** start of Task data **

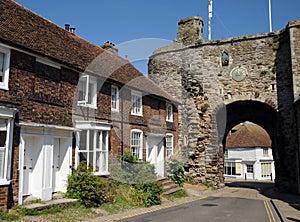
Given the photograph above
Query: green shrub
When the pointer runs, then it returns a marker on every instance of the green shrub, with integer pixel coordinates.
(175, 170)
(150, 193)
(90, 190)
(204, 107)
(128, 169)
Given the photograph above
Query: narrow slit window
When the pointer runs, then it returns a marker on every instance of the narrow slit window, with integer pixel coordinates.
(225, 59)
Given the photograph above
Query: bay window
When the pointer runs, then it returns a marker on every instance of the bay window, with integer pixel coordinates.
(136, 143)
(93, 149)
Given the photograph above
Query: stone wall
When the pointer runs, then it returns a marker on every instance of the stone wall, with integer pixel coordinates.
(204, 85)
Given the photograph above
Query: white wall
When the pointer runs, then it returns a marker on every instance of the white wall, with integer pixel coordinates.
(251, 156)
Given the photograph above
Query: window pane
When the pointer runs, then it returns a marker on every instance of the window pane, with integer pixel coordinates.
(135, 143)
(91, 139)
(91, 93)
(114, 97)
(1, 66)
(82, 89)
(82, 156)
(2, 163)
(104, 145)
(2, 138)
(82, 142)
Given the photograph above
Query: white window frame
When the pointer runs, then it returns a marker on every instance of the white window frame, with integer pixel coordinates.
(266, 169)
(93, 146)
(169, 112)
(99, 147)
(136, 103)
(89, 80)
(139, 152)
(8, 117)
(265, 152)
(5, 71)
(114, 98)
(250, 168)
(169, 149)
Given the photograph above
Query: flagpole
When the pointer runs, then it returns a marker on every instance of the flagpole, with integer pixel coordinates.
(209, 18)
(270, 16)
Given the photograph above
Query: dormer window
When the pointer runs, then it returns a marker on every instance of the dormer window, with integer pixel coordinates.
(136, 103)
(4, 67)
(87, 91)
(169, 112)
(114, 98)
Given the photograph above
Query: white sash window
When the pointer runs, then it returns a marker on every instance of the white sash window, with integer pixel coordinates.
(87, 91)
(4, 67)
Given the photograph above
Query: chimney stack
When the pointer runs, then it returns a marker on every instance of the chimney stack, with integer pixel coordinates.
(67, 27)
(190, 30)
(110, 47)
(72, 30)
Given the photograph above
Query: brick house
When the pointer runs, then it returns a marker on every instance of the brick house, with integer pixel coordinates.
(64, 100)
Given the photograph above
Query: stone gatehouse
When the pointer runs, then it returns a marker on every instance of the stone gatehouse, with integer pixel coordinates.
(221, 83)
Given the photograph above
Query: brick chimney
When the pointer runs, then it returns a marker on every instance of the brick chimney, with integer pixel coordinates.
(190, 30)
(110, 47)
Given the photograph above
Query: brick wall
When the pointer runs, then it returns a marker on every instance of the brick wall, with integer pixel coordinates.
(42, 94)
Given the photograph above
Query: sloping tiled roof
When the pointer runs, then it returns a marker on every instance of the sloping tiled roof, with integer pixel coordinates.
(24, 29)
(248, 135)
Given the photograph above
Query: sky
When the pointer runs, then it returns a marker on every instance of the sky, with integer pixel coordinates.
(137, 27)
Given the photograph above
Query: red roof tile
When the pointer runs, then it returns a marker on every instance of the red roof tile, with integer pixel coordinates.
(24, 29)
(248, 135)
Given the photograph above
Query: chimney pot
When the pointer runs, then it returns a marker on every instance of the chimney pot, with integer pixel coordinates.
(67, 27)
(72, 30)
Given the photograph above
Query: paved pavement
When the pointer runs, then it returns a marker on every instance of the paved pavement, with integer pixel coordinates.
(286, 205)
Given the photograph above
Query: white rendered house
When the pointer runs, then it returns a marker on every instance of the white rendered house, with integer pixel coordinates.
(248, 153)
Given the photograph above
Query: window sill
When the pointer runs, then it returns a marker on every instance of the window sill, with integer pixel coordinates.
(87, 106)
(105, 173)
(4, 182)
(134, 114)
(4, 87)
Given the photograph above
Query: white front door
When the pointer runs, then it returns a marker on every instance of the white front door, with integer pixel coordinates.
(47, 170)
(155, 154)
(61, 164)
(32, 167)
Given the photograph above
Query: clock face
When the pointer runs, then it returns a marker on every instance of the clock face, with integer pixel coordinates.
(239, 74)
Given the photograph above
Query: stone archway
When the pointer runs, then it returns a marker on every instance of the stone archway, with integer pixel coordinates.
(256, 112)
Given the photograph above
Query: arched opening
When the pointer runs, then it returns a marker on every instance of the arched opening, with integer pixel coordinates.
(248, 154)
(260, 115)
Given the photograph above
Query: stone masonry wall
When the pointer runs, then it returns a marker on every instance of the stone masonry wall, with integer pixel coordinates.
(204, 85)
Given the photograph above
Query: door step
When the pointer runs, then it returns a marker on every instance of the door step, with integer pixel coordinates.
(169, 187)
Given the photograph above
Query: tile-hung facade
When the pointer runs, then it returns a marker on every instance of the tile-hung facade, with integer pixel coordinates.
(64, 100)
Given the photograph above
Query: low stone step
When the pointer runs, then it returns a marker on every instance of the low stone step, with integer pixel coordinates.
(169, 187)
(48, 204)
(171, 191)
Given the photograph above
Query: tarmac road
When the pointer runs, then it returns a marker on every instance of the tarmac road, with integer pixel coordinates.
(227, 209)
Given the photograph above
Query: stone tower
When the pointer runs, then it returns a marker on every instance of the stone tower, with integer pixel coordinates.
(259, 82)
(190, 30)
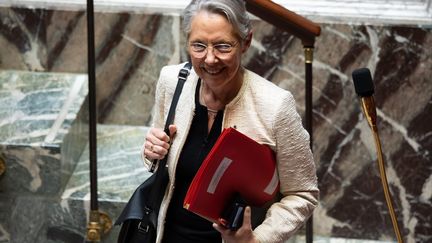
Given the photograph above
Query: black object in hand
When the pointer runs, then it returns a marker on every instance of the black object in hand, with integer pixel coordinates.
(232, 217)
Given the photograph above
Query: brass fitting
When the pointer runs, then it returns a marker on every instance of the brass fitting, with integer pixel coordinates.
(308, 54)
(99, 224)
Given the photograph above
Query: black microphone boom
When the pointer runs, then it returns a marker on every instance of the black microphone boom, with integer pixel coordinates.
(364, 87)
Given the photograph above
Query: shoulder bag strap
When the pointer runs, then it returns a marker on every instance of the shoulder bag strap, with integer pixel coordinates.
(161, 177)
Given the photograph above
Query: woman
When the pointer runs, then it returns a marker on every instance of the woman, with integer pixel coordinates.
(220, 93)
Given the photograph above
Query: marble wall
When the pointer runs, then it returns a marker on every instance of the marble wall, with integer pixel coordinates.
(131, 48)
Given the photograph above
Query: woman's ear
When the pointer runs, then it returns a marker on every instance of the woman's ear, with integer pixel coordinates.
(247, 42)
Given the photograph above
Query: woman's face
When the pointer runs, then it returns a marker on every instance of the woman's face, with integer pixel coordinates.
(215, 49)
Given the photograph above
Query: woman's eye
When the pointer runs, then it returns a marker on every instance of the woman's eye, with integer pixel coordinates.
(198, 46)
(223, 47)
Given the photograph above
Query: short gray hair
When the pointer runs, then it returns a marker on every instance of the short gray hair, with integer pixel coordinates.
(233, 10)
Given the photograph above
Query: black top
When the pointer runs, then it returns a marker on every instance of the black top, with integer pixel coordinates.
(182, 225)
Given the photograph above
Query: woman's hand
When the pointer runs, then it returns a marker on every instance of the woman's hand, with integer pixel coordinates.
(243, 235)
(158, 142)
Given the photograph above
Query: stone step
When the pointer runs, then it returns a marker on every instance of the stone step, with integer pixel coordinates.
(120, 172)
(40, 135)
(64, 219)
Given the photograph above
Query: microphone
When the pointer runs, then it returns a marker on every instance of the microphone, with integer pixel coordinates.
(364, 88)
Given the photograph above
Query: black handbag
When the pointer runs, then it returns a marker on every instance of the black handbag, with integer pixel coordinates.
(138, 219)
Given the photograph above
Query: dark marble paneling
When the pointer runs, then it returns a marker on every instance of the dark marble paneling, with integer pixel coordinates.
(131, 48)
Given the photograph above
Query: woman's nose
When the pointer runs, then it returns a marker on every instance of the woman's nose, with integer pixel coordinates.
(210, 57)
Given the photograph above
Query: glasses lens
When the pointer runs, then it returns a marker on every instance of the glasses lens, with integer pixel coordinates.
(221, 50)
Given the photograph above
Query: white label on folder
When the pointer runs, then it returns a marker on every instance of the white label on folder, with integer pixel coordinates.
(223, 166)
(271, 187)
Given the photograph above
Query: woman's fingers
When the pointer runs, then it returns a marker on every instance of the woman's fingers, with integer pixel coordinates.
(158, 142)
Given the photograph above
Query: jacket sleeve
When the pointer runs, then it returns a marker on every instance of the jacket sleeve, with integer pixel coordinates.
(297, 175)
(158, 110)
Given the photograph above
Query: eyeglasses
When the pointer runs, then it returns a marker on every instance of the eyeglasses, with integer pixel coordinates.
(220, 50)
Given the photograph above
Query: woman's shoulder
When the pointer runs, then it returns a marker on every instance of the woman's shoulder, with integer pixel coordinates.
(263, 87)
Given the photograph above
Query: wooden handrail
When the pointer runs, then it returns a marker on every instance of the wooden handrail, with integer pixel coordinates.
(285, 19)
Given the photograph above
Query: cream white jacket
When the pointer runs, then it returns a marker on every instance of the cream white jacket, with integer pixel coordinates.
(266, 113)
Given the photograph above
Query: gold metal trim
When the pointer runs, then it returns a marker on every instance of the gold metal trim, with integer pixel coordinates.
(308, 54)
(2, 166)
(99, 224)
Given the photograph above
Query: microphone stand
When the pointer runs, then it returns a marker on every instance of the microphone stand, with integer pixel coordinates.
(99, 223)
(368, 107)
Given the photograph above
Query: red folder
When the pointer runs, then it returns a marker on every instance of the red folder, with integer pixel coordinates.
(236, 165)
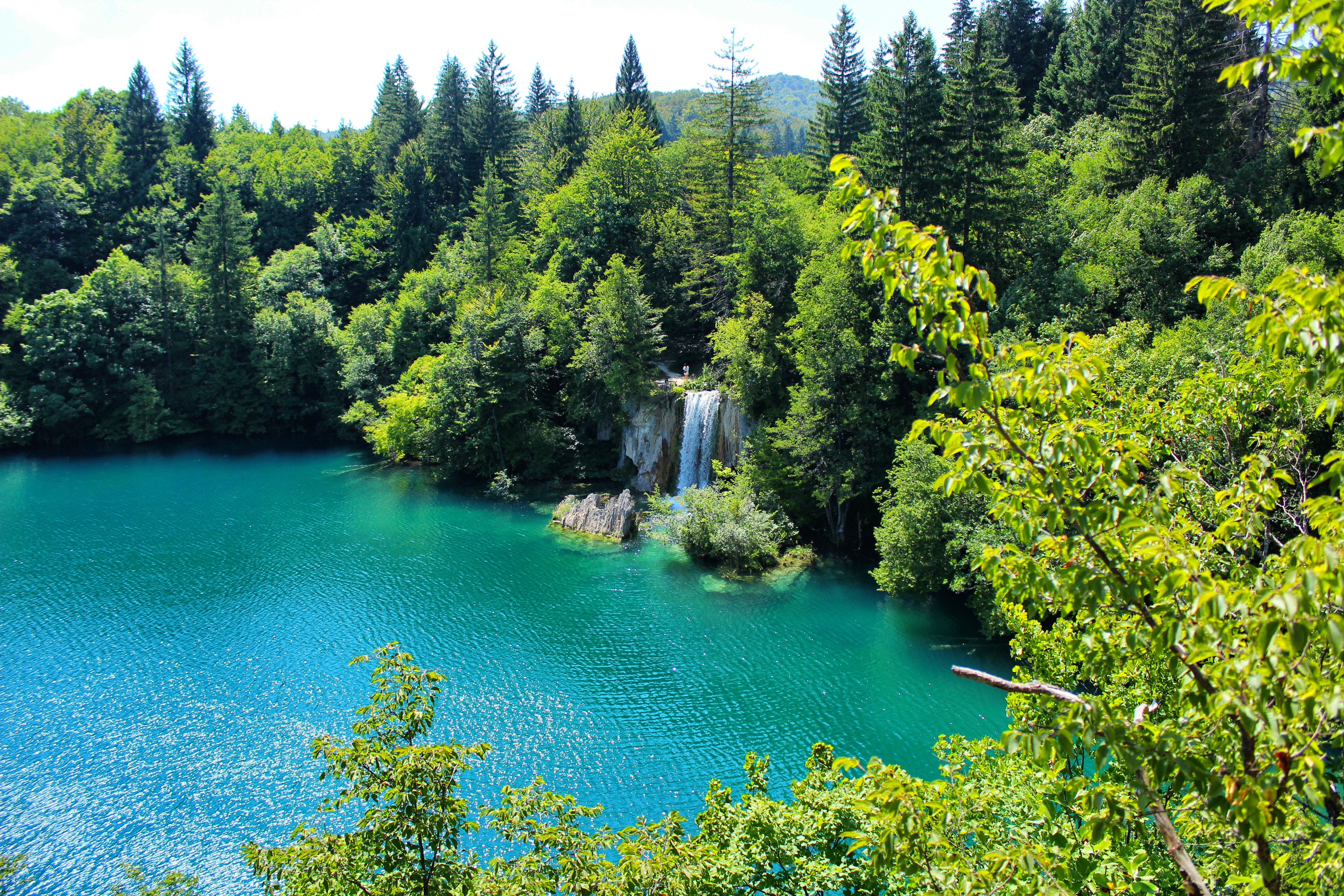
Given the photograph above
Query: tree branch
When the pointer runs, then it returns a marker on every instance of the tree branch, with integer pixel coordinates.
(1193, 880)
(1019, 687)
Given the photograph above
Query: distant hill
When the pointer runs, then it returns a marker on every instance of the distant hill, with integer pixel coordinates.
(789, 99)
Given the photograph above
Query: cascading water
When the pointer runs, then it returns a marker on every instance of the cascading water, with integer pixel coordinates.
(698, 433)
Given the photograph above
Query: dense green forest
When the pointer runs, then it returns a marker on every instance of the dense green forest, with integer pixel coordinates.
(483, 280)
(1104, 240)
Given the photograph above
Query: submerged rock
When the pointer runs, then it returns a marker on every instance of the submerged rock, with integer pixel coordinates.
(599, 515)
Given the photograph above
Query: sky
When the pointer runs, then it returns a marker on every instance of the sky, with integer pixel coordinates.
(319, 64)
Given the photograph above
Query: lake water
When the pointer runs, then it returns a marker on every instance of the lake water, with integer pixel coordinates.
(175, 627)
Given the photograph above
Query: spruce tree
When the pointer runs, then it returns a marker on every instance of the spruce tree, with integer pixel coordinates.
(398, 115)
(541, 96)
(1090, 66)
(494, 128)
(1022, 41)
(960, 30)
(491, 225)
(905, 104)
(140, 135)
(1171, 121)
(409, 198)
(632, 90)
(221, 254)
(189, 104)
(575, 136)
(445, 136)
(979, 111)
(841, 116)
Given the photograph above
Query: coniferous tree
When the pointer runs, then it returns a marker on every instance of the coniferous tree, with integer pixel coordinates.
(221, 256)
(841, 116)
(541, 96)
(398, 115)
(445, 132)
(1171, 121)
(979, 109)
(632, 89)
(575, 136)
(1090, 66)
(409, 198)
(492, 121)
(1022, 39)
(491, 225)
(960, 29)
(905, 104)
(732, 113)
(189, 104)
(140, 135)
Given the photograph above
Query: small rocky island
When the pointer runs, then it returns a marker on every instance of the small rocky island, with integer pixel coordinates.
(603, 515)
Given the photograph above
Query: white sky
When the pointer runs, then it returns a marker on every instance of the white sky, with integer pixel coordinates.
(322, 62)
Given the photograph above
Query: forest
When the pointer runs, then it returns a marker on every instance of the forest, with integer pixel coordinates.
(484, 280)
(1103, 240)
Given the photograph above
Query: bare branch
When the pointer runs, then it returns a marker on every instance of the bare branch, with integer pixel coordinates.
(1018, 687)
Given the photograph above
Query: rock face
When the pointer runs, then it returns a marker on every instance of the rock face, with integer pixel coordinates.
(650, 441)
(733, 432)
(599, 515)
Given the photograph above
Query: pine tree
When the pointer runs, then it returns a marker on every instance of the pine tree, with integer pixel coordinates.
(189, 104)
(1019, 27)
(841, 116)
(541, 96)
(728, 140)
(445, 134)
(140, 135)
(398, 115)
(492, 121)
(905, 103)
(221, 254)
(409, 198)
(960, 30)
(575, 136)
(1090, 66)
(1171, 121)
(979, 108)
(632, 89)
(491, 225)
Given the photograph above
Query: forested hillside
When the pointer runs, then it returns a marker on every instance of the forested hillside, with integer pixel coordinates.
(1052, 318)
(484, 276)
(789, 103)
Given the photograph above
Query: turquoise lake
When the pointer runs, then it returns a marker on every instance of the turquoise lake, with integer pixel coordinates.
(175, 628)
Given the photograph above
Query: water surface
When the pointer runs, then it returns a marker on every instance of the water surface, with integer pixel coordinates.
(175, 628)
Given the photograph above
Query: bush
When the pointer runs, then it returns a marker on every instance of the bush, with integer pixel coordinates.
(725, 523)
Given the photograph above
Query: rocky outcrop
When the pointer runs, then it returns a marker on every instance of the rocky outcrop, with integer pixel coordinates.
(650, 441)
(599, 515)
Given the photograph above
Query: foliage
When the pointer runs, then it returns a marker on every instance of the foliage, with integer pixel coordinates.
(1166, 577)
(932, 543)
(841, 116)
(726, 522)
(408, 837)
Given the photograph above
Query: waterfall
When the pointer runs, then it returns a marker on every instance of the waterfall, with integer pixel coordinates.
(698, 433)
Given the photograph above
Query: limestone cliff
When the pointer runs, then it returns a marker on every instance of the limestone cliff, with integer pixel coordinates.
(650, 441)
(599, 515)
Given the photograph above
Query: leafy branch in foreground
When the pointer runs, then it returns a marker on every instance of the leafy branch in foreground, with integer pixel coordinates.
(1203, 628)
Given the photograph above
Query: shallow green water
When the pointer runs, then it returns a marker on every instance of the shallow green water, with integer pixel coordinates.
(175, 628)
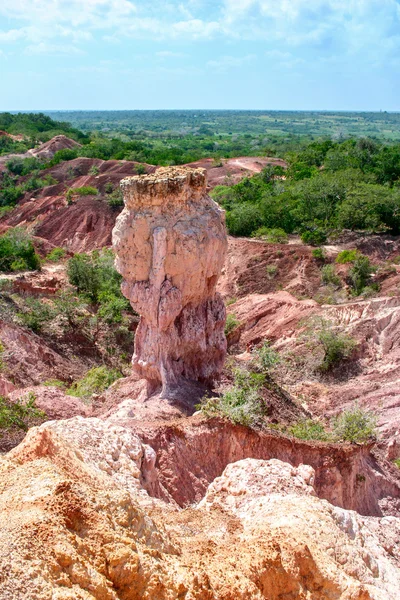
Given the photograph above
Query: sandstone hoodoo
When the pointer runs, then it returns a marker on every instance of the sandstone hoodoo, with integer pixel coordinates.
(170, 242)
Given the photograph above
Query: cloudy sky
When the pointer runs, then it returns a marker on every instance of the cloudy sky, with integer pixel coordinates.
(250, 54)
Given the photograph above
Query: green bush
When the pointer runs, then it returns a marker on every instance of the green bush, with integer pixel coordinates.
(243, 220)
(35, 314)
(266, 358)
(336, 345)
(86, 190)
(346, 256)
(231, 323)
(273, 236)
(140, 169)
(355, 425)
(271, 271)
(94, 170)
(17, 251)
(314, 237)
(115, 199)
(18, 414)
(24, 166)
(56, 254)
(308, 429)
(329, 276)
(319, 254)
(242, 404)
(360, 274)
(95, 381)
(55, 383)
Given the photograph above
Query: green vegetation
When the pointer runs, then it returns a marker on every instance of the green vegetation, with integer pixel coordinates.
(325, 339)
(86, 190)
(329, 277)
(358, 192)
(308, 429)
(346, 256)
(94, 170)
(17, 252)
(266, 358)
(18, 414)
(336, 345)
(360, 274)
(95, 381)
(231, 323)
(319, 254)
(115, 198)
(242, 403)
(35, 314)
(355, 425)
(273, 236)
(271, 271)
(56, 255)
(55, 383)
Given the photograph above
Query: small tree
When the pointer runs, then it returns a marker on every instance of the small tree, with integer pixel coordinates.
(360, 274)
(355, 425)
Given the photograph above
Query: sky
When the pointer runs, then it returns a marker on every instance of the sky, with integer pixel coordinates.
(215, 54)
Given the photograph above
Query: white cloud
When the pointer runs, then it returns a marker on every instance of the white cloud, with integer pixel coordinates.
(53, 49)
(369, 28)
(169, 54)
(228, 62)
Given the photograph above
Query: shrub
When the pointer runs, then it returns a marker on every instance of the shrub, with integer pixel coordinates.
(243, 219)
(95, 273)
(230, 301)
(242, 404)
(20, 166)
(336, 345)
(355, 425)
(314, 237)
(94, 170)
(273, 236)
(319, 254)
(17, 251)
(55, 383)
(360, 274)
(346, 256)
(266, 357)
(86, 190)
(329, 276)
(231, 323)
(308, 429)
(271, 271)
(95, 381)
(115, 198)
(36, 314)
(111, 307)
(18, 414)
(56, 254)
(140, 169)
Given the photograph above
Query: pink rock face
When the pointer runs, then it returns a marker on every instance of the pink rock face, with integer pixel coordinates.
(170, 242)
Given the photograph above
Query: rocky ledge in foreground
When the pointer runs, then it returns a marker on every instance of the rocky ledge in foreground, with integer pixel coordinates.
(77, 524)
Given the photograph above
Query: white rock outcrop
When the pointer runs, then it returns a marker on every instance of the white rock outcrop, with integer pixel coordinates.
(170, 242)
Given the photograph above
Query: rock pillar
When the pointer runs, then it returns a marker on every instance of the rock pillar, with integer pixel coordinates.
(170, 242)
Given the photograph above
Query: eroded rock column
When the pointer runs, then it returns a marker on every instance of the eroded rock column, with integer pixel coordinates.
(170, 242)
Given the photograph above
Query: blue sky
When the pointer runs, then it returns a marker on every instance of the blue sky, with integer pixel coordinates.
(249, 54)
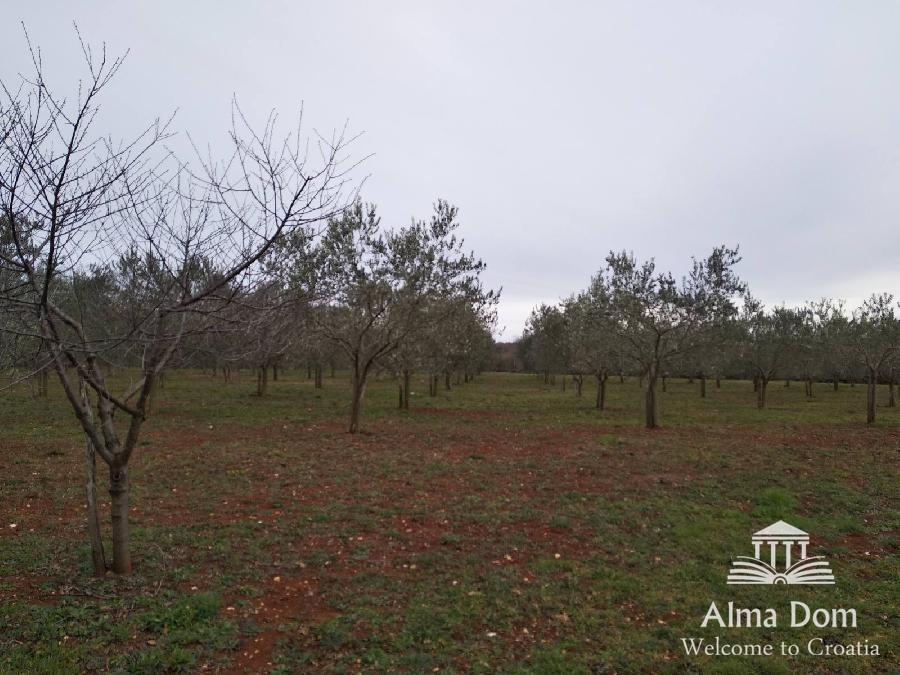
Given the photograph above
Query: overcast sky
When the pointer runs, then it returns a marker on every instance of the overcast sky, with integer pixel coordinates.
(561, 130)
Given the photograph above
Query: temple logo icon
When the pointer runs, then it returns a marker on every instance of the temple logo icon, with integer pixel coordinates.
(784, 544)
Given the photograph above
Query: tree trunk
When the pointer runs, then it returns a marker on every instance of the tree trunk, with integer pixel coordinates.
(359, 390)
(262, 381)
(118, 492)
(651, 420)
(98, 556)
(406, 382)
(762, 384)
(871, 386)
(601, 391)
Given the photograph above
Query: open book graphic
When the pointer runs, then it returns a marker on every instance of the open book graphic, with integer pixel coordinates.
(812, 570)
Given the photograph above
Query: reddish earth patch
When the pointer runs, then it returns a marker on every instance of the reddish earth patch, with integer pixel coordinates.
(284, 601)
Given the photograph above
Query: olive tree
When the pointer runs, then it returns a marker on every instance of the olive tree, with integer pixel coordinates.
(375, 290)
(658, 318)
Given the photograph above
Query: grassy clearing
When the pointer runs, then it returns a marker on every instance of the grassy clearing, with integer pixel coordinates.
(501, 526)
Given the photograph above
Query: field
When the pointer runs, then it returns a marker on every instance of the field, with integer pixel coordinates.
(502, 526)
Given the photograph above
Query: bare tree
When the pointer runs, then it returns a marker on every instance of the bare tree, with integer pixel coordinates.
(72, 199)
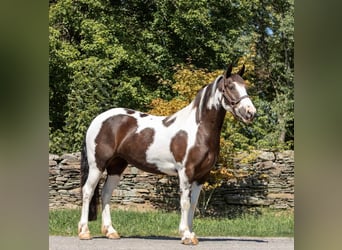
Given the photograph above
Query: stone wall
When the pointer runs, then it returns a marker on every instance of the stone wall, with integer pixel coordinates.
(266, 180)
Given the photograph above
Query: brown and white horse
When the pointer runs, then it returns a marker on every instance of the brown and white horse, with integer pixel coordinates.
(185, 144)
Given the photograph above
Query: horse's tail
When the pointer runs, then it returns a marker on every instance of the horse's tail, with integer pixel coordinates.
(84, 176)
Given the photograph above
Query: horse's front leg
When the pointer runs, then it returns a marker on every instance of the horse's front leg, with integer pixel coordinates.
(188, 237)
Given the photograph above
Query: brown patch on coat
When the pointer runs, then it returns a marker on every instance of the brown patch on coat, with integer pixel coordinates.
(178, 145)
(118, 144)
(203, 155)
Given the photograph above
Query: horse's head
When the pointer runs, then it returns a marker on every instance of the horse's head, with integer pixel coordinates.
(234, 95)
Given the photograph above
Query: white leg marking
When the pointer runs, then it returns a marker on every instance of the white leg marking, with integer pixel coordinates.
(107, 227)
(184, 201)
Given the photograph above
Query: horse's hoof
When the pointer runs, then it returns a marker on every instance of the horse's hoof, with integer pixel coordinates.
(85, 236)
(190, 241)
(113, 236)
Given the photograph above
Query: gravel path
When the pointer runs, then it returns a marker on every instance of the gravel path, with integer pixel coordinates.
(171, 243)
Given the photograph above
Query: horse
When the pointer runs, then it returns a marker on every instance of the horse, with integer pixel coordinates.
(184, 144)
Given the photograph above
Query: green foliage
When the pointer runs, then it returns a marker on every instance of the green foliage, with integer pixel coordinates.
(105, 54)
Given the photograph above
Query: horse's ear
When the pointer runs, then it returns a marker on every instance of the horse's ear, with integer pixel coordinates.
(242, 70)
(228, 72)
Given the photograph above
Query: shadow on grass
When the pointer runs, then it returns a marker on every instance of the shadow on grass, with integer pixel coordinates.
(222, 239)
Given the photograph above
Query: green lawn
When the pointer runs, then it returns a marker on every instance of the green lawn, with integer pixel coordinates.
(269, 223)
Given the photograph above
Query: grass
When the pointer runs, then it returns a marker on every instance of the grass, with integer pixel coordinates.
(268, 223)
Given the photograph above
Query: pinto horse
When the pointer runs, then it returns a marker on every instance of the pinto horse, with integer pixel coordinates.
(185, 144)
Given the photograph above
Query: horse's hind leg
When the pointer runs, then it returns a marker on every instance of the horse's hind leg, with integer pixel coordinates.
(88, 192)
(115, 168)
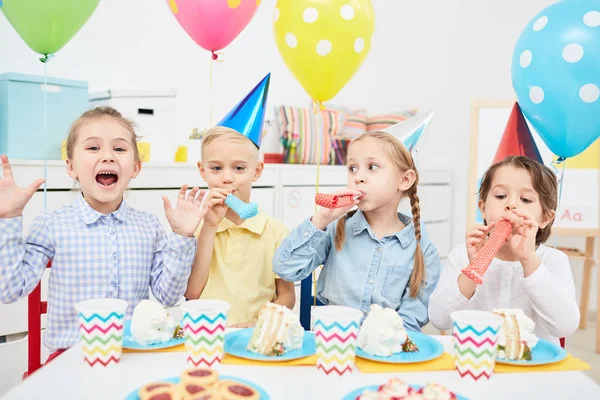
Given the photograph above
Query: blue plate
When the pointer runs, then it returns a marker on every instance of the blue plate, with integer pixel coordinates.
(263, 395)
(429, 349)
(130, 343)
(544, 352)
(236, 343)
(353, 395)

** end of Task data **

■ Given task
Copy every line of the data above that contains the word "jacket".

■ Task solution
Query: jacket sleeve
When the pointer runs, then it returns a marker on every instance of the jacket sleeve, with integer pixel coordinates.
Query: cream white jacket
When the pointer runs, then it returns a marker on every instance of the cream white jacket, with integer pixel coordinates.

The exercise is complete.